Extract every line from the records that contains the word "ceramic".

(Raw records)
◆ ◆ ◆ ◆ ◆
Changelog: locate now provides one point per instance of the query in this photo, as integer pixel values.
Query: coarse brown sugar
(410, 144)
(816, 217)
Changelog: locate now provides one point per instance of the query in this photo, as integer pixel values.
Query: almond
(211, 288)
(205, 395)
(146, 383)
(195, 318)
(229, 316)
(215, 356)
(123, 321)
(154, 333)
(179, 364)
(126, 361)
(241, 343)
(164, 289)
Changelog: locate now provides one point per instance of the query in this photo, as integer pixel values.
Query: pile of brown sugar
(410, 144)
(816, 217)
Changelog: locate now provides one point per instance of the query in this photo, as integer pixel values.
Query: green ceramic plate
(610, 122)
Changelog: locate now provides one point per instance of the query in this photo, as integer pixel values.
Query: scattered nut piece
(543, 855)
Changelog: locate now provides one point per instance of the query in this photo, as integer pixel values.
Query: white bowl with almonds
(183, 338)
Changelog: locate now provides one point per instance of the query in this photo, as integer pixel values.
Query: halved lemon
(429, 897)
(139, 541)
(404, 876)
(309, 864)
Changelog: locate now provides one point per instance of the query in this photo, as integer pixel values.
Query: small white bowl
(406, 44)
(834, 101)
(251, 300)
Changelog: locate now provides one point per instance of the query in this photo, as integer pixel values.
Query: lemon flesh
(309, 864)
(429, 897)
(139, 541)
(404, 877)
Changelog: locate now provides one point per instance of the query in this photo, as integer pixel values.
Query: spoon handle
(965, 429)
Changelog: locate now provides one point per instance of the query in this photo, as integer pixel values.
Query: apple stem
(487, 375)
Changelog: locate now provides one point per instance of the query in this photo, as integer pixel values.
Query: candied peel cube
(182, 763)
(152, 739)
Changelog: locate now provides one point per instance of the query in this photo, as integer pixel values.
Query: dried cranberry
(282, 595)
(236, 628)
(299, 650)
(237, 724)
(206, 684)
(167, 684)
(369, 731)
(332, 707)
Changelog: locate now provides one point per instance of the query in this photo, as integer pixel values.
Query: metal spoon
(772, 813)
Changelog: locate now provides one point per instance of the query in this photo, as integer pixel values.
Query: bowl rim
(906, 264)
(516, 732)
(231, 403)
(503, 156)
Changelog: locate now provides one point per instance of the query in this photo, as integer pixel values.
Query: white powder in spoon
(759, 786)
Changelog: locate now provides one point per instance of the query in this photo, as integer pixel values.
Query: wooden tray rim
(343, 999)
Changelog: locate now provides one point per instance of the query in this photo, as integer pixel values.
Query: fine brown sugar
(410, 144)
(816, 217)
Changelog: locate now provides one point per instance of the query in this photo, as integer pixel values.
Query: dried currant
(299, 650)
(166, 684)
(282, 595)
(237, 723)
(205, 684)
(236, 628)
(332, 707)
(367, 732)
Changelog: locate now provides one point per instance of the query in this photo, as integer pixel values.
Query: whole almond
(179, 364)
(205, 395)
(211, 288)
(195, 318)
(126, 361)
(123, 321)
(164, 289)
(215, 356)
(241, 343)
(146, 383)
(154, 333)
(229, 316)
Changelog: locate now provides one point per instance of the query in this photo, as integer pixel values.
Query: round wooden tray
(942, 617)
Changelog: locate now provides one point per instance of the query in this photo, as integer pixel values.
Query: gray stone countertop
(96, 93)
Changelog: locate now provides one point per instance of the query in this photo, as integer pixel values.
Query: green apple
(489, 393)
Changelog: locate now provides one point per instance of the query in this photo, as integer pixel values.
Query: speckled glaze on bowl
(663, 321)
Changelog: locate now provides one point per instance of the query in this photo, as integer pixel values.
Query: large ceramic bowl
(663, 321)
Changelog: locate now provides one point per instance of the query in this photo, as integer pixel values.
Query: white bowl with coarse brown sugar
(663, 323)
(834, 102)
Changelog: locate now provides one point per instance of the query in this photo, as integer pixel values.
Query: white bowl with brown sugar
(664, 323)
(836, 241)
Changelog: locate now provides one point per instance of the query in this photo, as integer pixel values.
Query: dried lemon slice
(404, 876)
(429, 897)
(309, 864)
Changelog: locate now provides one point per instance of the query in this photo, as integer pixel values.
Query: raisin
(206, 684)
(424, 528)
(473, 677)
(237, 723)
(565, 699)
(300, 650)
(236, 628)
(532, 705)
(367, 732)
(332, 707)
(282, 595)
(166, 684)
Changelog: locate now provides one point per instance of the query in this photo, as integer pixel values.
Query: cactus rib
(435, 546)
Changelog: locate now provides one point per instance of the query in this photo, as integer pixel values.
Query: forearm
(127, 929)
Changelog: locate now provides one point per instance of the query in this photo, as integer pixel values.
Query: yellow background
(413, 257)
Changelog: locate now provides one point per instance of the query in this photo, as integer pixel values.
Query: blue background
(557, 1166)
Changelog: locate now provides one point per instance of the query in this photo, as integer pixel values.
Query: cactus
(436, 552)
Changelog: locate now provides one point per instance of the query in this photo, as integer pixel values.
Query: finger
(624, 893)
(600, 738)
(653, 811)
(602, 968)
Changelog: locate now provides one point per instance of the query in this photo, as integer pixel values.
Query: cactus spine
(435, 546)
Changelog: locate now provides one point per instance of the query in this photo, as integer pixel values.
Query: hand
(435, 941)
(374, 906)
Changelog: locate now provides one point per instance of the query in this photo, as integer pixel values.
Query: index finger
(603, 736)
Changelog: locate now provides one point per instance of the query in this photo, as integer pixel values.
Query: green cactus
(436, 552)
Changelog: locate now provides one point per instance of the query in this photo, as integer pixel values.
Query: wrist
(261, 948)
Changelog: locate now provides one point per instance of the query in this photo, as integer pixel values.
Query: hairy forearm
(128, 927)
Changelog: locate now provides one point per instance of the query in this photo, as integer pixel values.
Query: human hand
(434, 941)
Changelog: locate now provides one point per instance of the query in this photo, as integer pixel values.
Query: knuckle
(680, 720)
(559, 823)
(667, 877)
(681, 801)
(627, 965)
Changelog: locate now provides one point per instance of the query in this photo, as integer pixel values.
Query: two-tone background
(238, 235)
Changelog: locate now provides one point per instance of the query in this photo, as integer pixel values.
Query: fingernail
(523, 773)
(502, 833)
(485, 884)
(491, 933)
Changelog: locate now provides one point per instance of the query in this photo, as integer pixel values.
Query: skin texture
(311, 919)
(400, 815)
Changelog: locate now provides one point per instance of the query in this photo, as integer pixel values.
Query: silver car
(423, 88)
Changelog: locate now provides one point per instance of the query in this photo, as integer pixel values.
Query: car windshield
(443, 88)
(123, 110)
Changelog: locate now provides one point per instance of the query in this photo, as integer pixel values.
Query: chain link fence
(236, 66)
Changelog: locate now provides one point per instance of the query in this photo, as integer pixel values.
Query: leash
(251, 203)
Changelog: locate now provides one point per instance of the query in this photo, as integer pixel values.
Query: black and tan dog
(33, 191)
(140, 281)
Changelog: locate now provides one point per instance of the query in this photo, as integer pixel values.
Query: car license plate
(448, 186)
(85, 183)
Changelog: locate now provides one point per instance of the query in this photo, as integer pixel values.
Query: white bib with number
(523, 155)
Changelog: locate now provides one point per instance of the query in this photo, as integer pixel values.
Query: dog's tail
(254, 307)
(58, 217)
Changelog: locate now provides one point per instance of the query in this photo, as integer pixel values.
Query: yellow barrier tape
◆ ◆ ◆ ◆ ◆
_Written reply_
Query: green ceramic plate
Query: large ceramic bowl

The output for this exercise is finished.